Rows of bounding-box annotation data -
════════════════
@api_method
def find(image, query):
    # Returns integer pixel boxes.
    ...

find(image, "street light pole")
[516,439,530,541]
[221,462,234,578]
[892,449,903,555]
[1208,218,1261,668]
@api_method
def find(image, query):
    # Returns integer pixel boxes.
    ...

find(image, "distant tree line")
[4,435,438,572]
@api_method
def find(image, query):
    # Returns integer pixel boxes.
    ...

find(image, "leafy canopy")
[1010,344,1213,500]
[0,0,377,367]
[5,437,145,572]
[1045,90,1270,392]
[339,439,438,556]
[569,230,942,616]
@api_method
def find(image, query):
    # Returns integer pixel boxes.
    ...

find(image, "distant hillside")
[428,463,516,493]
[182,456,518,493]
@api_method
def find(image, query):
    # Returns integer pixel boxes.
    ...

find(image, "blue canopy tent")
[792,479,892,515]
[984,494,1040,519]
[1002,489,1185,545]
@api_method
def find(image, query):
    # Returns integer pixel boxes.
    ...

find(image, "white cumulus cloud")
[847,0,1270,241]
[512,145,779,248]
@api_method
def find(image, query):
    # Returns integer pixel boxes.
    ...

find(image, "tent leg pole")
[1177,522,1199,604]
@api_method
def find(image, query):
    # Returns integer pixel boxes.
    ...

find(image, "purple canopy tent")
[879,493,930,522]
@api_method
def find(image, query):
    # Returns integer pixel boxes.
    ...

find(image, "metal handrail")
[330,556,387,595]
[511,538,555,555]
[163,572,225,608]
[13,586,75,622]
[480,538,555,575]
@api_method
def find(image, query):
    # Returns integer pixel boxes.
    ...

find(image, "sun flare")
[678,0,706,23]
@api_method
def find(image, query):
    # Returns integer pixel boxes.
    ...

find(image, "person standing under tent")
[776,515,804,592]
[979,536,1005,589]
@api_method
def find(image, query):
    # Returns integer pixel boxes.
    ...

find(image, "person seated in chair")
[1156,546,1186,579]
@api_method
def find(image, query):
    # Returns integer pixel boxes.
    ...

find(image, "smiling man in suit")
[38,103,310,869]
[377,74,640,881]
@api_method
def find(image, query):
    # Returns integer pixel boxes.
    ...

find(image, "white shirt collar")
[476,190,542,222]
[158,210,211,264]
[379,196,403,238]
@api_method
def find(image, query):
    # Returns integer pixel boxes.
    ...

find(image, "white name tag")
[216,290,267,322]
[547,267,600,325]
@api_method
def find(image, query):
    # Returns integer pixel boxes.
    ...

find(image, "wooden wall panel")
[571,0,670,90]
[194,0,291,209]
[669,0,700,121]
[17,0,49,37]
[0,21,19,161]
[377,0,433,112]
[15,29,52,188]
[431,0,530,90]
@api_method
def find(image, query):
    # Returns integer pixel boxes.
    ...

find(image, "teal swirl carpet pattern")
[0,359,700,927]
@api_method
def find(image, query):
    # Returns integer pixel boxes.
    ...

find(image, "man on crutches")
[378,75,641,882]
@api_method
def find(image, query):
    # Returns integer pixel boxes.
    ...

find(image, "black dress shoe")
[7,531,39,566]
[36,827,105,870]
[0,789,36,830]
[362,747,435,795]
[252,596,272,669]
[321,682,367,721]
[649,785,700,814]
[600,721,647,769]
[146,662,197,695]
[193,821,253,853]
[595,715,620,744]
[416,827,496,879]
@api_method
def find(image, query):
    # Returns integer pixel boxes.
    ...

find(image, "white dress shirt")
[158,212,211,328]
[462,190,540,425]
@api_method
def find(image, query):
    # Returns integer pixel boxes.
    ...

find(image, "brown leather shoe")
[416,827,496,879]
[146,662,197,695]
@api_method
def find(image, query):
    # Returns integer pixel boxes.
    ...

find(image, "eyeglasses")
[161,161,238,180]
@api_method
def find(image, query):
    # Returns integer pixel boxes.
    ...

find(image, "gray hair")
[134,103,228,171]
════════════════
Identify every line in the material above that contains the string "distant", and copy each of those lines.

Answer -
find(image, "distant tree line")
find(image, "distant hillside")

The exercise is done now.